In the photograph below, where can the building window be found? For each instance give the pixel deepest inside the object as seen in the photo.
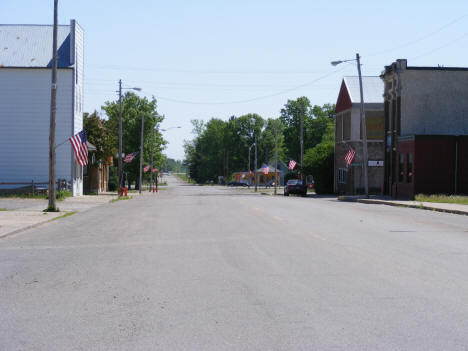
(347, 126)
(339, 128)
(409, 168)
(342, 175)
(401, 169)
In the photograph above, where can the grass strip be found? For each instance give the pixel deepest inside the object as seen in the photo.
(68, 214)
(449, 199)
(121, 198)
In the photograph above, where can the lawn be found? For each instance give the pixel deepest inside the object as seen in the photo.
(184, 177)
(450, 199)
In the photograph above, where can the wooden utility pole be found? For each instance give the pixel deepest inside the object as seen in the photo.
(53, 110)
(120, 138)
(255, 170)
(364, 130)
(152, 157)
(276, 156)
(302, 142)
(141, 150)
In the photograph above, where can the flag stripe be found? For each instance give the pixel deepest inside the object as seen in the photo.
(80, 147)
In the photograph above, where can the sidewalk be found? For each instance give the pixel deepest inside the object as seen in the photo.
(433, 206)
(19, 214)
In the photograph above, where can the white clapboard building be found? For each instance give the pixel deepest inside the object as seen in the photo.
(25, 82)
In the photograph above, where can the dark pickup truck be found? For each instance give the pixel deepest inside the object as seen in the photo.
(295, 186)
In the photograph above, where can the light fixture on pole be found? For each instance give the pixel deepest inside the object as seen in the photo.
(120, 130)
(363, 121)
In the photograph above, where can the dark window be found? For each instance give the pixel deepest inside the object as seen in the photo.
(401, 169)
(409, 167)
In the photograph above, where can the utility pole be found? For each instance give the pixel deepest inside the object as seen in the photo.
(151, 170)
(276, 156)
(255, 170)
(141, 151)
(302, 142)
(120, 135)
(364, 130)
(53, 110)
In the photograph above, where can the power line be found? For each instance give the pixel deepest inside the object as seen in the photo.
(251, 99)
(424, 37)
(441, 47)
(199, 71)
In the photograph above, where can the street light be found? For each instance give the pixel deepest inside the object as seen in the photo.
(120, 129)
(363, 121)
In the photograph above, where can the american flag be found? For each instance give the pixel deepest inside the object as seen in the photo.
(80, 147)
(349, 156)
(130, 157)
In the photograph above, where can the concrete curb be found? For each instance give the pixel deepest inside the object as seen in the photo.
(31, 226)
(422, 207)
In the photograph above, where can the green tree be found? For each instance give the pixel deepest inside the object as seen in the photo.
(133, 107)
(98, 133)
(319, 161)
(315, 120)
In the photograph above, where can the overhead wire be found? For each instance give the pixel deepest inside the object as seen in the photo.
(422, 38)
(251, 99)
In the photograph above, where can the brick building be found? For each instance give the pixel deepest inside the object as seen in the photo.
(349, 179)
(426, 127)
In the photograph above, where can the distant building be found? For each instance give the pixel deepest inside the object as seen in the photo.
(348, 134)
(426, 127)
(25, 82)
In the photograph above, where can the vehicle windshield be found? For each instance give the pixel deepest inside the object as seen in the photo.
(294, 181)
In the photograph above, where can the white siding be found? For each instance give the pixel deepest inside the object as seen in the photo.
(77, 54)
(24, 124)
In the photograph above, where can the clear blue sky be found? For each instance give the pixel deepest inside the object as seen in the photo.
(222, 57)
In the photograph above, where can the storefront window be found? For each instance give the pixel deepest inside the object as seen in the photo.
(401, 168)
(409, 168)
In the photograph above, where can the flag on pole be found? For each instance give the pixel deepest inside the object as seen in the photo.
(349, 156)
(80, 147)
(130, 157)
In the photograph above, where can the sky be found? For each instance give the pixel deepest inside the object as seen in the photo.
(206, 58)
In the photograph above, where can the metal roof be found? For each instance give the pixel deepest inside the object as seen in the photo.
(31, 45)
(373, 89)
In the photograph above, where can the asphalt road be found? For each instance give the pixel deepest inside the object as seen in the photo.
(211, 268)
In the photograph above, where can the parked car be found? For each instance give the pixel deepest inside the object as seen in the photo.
● ● ●
**WHAT TO PRODUCE**
Please write out all of the lines above again with every "photograph" swapped for "image" and nothing else altered. Leave the pictures out.

**FINISHED EXERCISE**
In the image below, where can the building window be found? For each instance give the pixel deepest inside the object as seen in the photo.
(347, 126)
(339, 128)
(409, 168)
(342, 175)
(401, 169)
In the image above, where can the grass strip be found? For each instance give the pixel deepest inside the object as seen in the photo.
(68, 214)
(449, 199)
(121, 198)
In the image above, where can the lawn be found? For each instance give the pixel deepest inside the object as seen in the photo.
(184, 177)
(450, 199)
In the image above, where can the wooden utility pole be found? For each instance give the pixel deepest inside the object as seen in the photo.
(53, 110)
(120, 138)
(255, 170)
(364, 130)
(152, 157)
(276, 156)
(302, 142)
(141, 150)
In the image above, where can the flag stripe be found? For each instance give the pixel deepest inside the object as seen in the photo.
(80, 147)
In the image above, where can the sidewalk be found? For each instance give the pixel deepest inside the object as seen in the photo.
(433, 206)
(19, 214)
In the image above, where can the white clapboard building be found? For each instance give the pixel deepest inside the object as seen in the photo.
(25, 82)
In the image above, where can the dark pickup truck be found? For each instance give the pixel deepest inside the object as seen in the photo.
(295, 186)
In the image above, where can the light fixture on pole be found? For each instance give the pixel deepest inside the object as seen in the photo.
(120, 130)
(363, 121)
In the image above, where can the dark window be found? For each instance give the pixel deepest inside the object as seen in the photo.
(401, 169)
(409, 167)
In the image above, where can the utility pole be found? For each instance give the pixel deepest inside the object as seen in the photo.
(151, 170)
(276, 156)
(255, 170)
(141, 151)
(302, 142)
(120, 135)
(364, 130)
(53, 110)
In the image above, where can the power line be found? For each instance give the pixel deepest inside the object as seen in the photo.
(251, 99)
(424, 37)
(441, 47)
(199, 71)
In the image above, where can the street light be found? For each instance give the pixel deepest inside the object as seen in the photo.
(120, 129)
(363, 121)
In the image above, where can the american flag be found? For each instance give the pixel deepest inside the object as seen in the photo.
(80, 147)
(349, 156)
(130, 157)
In the image above, where can the concrete curb be found? For each instance give the pixel deepest inside the object as seen in the photo.
(31, 226)
(422, 207)
In the image above, where can the green tree be found? For each instance give the pixel deepest inside the object as seen in the photo.
(133, 107)
(98, 133)
(319, 161)
(315, 120)
In the image above, where can the overhead wire be found? For each instance give the pixel deepest inside the object as seen in the photo.
(422, 38)
(251, 99)
In the image above, where can the brick building be found? For each instance give the pixel deepest inside the object as seen in the photo.
(349, 179)
(426, 127)
In the image above, where can the distant building be found? For each instance give the pixel deepest inside the object as seen in the photo.
(348, 134)
(426, 127)
(25, 82)
In the image above, where can the vehicle windshield be found? For each instance give the pixel deepest inside the object as seen in the photo.
(294, 181)
In the image above, where can the white siding be found? For each instance give the pixel deepest inside the object as seen in the photo.
(77, 54)
(24, 124)
In the image above, where can the clear blue sky be found? For each instance give the pixel deepest inside the object as seen in the photo.
(222, 57)
In the image above, where can the storefront window be found? For each instance give the pixel deepest inside the object as seen in the photo.
(401, 168)
(409, 168)
In the image above, where can the flag on pole be found? For each instance give the pixel deepest inside the object as seen in the photo.
(349, 156)
(80, 147)
(130, 157)
In the image above, where can the sky be found? For each instance give the pixel deepest inside the object as seen in the photo.
(206, 58)
In the image above, where can the metal roof be found? For each instance give the pixel deepest inside the object as seen in the photo.
(31, 45)
(373, 89)
In the image above, where can the asphalt road be found? For each instance give the pixel deepest inside the object as seen in the photo.
(211, 268)
In the image above, where can the parked car be found? For each instance give the pixel deepest inside the object as seen in the photo.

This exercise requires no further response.